**TRECHO FORNECIDO:**
A Teoria dos Sistemas Sociais e o STF

A partir do legado de Niklas Luhmann, importante sociólogo alemão do século pretérito, é possível refletir sobre as interações em sociedade, sendo elas institucionais ou pessoas.

Luhmann propõe uma percepção da dinâmica humana a partir de “sistemas sociais”, em tese autônomos entre si, que regem os atos subjetivos e institucionais a partir de premissas e regras próprias. Tais sistemas desenvolvem-se em subsistemas que o compõe, tal qual um ramo do direito é composto por vários institutos jurídicos específicos.

A título de exemplo, o Direito perfaz um subsistema social, assim como a Economia. O Direito, em tese autônomo em relação aos outros subsistemas, retém tão somente as informações necessárias à sua plena existência e funcionamento adequado, ao passo que ocorre o mesmo com a Economia e todos os demais subsistemas da sociedade.

Ocorre que, por uma série de motivos (os quais não são objeto deste artigo, visto a profundidade inerente ao tema), os sistemas e subsistemas sociais podem afetar e até mesmo colonizar os demais. Existem maneiras diferentes de analisar essas influências, podendo ser tanto positiva – quando determinadas práticas econômicas são proibidas pelo Direito, mas com intuito em salvaguardar a tutela de bens jurídicos – quanto a negativa, momento em que vislumbra-se a completa corrupção do subsistema alheio.

Assim, é possível que o Direito seja afetado pela Economia, de modo que, por motivações puramente econômicas, juízes se propõem a vender decisões judiciais, privilegiando o caráter econômico em detrimento dos parâmetros que regem sua atuação jurídica e, consequentemente, afetando de forma negativa o sistema do Direito como um todo.

Destarte, finda essa introdução preliminar, se faz necessário tratarmos do atual Supremo Tribunal Federal, das instituições da república e entidades subjetivas, todas essas figuras que, ao que parece, confundem a todo instante o pessoal com público; o sistema social do direito com o sistema social econômico, religioso, particular, ideológico e sabe se lá o quê mais.

**TRECHOS DE DADOS:**
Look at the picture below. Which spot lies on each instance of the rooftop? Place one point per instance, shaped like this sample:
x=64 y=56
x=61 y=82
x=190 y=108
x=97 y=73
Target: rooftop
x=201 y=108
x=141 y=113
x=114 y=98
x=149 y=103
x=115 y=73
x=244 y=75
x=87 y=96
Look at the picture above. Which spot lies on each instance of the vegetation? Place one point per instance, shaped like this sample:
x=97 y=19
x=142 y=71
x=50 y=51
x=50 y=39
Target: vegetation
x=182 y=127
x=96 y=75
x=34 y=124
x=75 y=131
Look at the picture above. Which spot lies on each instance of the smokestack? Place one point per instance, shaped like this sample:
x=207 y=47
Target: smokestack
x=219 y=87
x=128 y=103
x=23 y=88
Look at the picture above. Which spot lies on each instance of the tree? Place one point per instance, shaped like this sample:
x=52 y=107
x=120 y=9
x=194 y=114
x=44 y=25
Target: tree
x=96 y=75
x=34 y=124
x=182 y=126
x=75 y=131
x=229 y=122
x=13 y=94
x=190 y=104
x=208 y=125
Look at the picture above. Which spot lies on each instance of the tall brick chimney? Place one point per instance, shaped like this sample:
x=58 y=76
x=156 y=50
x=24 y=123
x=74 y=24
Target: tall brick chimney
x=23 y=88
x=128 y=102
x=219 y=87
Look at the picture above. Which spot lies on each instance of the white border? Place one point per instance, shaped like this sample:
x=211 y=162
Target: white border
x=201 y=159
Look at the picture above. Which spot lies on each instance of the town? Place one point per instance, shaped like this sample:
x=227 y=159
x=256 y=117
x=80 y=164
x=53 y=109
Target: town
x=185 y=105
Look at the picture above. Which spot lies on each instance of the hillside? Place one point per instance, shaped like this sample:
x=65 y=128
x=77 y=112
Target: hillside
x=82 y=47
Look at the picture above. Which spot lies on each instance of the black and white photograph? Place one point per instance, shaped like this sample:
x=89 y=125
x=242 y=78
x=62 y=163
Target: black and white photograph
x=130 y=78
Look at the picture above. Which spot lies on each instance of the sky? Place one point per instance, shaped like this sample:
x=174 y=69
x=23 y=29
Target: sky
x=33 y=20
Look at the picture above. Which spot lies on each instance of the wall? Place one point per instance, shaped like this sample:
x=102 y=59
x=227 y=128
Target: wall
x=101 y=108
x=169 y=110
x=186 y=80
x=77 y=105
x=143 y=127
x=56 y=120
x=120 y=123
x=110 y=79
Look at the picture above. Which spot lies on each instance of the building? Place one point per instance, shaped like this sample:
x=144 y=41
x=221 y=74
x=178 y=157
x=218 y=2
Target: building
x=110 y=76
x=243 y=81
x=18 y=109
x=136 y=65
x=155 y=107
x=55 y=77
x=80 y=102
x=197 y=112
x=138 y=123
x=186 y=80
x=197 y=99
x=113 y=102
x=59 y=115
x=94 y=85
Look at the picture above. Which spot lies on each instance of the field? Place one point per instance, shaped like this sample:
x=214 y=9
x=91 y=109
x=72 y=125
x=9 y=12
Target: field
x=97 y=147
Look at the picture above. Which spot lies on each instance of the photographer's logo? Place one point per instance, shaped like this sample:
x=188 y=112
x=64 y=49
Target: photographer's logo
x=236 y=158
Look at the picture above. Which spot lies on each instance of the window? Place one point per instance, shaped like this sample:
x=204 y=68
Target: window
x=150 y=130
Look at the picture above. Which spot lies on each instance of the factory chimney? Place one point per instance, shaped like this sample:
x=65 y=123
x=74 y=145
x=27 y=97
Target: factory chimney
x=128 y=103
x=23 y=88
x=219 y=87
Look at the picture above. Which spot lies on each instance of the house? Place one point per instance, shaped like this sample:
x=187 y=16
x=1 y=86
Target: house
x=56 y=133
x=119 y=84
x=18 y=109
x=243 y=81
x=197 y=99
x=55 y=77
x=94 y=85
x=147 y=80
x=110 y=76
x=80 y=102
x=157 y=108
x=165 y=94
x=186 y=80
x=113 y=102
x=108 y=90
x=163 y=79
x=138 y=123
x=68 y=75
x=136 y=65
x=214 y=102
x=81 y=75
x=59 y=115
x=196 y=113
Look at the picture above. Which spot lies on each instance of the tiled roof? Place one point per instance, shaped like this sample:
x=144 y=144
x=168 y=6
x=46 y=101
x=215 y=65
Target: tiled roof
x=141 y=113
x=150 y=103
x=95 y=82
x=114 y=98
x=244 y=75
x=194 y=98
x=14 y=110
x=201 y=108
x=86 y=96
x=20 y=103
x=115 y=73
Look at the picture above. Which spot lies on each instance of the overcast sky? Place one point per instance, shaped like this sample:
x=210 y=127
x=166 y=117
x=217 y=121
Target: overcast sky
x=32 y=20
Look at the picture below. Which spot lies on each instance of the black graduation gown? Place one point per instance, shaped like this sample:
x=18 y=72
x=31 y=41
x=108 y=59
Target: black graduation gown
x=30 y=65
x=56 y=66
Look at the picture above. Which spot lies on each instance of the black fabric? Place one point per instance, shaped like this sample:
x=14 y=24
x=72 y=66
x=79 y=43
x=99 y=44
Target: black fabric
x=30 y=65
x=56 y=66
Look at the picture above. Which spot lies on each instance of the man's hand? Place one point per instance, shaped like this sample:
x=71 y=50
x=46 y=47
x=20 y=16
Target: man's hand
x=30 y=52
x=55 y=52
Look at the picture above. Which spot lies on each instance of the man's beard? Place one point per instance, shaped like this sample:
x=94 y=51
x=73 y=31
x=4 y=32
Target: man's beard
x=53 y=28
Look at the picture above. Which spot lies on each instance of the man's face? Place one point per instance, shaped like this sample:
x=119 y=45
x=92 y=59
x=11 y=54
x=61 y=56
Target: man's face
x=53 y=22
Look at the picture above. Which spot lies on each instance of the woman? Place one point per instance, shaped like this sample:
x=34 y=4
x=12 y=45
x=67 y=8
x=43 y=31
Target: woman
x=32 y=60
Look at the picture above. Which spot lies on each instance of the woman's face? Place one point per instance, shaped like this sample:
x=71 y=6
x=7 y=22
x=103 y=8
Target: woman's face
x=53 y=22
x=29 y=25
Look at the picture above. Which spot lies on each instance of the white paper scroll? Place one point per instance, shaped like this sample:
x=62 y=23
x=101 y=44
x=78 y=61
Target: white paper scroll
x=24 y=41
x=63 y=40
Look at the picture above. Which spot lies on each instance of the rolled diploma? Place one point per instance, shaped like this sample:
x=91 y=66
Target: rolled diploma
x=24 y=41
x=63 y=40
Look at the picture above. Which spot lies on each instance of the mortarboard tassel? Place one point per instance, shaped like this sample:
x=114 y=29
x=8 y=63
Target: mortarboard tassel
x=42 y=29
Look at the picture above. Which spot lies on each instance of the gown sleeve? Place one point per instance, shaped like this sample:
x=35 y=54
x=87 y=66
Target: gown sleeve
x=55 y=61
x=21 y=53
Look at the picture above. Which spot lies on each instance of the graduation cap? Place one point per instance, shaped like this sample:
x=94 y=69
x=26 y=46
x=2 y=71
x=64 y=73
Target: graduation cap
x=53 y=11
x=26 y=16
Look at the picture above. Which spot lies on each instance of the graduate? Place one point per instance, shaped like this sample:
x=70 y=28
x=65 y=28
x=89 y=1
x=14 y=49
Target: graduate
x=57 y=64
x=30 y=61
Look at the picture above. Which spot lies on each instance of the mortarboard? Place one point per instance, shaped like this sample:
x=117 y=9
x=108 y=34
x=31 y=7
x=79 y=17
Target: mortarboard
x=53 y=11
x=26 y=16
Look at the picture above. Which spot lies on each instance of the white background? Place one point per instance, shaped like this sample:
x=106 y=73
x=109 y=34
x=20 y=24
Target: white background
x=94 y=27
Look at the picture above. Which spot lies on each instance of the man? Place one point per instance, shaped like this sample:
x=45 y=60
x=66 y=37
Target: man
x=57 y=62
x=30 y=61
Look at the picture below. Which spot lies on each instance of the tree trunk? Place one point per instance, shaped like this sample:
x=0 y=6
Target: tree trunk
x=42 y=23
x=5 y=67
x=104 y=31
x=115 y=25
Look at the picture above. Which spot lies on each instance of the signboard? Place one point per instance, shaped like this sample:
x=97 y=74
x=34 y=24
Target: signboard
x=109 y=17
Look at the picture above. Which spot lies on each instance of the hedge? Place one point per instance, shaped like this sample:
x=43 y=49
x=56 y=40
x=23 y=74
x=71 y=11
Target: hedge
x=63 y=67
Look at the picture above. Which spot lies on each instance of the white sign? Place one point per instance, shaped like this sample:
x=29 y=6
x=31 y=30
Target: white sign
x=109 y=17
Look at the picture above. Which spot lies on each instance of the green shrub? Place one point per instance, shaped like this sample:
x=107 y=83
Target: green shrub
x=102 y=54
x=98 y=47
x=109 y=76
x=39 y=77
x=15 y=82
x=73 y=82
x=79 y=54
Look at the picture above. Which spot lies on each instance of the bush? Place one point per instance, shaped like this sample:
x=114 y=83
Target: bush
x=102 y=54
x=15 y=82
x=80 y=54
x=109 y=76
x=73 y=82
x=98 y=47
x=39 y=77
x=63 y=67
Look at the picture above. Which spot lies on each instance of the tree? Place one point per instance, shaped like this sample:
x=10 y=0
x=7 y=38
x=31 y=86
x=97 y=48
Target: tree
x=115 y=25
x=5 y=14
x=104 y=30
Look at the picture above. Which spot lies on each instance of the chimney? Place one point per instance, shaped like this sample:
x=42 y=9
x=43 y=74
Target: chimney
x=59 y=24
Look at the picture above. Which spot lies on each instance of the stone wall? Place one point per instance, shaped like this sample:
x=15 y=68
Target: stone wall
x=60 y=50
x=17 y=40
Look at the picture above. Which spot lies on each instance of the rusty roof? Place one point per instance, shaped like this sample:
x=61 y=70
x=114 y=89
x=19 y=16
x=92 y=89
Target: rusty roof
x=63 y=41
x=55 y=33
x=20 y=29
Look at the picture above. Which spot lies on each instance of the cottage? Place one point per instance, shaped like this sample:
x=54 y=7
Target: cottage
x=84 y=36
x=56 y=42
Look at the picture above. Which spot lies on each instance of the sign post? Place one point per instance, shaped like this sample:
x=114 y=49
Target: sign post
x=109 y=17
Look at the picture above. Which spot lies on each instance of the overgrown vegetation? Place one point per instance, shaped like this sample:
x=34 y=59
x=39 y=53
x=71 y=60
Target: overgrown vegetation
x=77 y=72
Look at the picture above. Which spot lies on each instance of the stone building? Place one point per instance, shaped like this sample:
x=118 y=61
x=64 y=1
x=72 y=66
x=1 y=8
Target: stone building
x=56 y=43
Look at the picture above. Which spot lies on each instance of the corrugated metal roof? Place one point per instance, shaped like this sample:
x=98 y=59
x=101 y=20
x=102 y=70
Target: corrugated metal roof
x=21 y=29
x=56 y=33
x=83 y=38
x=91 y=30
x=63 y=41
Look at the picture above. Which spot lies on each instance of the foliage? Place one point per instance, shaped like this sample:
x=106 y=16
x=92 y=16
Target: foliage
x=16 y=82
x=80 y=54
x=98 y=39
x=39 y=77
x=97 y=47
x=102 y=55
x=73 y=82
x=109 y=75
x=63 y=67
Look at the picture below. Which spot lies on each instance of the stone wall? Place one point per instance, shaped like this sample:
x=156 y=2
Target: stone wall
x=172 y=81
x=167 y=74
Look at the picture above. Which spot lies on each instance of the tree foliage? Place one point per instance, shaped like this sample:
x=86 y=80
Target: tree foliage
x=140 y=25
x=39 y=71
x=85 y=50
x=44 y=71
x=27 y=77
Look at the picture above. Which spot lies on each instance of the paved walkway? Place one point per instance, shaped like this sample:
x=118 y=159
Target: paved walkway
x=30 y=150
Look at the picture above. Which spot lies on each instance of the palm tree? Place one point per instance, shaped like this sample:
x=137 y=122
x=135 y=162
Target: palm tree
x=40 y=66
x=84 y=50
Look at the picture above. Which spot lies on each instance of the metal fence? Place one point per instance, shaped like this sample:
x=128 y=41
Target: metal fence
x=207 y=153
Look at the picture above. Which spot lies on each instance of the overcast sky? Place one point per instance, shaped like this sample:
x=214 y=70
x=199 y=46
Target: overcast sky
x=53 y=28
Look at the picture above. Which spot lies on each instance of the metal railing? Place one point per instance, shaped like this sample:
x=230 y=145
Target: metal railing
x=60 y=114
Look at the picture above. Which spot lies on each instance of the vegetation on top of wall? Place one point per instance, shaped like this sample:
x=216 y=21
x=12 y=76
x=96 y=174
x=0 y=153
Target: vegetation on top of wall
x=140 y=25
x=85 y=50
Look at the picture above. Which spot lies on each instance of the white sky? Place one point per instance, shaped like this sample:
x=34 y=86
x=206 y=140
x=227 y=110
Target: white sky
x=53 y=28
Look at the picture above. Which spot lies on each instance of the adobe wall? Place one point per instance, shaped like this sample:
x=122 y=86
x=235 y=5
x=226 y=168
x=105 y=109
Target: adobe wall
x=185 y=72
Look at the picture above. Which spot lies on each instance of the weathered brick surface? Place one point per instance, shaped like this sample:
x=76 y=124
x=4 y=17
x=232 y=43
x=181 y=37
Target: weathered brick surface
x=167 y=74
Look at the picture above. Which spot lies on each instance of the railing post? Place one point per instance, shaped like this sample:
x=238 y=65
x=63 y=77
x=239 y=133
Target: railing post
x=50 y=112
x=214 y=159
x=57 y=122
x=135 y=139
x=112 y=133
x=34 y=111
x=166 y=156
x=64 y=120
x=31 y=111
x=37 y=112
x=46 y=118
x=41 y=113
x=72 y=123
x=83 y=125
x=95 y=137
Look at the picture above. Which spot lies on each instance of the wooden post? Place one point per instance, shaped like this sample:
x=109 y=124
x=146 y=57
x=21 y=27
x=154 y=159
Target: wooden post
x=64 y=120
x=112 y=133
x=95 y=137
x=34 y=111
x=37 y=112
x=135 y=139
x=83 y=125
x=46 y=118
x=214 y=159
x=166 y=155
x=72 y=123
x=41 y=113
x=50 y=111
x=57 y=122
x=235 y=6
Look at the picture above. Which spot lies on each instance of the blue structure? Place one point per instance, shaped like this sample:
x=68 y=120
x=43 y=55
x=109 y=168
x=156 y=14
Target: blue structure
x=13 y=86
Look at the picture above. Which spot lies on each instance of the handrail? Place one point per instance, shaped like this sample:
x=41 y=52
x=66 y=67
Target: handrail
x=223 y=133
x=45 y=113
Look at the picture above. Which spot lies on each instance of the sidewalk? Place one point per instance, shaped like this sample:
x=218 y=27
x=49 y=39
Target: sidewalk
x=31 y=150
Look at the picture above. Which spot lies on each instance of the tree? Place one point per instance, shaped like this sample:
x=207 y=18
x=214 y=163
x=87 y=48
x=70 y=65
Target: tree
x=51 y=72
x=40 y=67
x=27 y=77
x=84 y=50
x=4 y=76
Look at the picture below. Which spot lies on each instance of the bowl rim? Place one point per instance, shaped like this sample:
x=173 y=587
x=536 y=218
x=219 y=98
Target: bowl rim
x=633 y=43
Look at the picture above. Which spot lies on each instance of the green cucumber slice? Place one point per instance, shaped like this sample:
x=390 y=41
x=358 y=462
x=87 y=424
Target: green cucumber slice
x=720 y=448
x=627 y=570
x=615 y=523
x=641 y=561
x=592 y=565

**EXERCÍCIOS PROPOSTOS:**
1. Repita, sem alterar nada, a parte do trecho fornecido que vai de "A Teoria dos" até "institutos jurídicos específicos.", incluindo ambas as pontas.
2. Por favor, duplique sem nenhuma alteração somente as linhas dos registros que vão da linha com "the black and" até a linha com "x=150 y=130", inclusive.
Os registros não têm relação alguma com o trecho fornecido.

**RESPOSTAS:**
1.
A Teoria dos Sistemas Sociais e o STF

A partir do legado de Niklas Luhmann, importante sociólogo alemão do século pretérito, é possível refletir sobre as interações em sociedade, sendo elas institucionais ou pessoas.

Luhmann propõe uma percepção da dinâmica humana a partir de “sistemas sociais”, em tese autônomos entre si, que regem os atos subjetivos e institucionais a partir de premissas e regras próprias. Tais sistemas desenvolvem-se em subsistemas que o compõe, tal qual um ramo do direito é composto por vários institutos jurídicos específicos.

2.
Look at the picture above. Which spot lies on each instance of the black and white photograph? Place one point per instance, shaped like this sample:
x=89 y=125
x=242 y=78
x=62 y=163
Target: black and white photograph
x=130 y=78
Look at the picture above. Which spot lies on each instance of the sky? Place one point per instance, shaped like this sample:
x=174 y=69
x=23 y=29
Target: sky
x=33 y=20
Look at the picture above. Which spot lies on each instance of the wall? Place one point per instance, shaped like this sample:
x=102 y=59
x=227 y=128
Target: wall
x=101 y=108
x=169 y=110
x=186 y=80
x=77 y=105
x=143 y=127
x=56 y=120
x=120 y=123
x=110 y=79
Look at the picture above. Which spot lies on each instance of the building? Place one point per instance, shaped like this sample:
x=144 y=41
x=221 y=74
x=178 y=157
x=218 y=2
Target: building
x=110 y=76
x=243 y=81
x=18 y=109
x=136 y=65
x=155 y=107
x=55 y=77
x=80 y=102
x=197 y=112
x=138 y=123
x=186 y=80
x=197 y=99
x=113 y=102
x=59 y=115
x=94 y=85
Look at the picture above. Which spot lies on each instance of the field? Place one point per instance, shaped like this sample:
x=214 y=9
x=91 y=109
x=72 y=125
x=9 y=12
Target: field
x=97 y=147
Look at the picture above. Which spot lies on each instance of the photographer's logo? Place one point per instance, shaped like this sample:
x=188 y=112
x=64 y=49
Target: photographer's logo
x=236 y=158
Look at the picture above. Which spot lies on each instance of the window? Place one point per instance, shaped like this sample:
x=204 y=68
Target: window
x=150 y=130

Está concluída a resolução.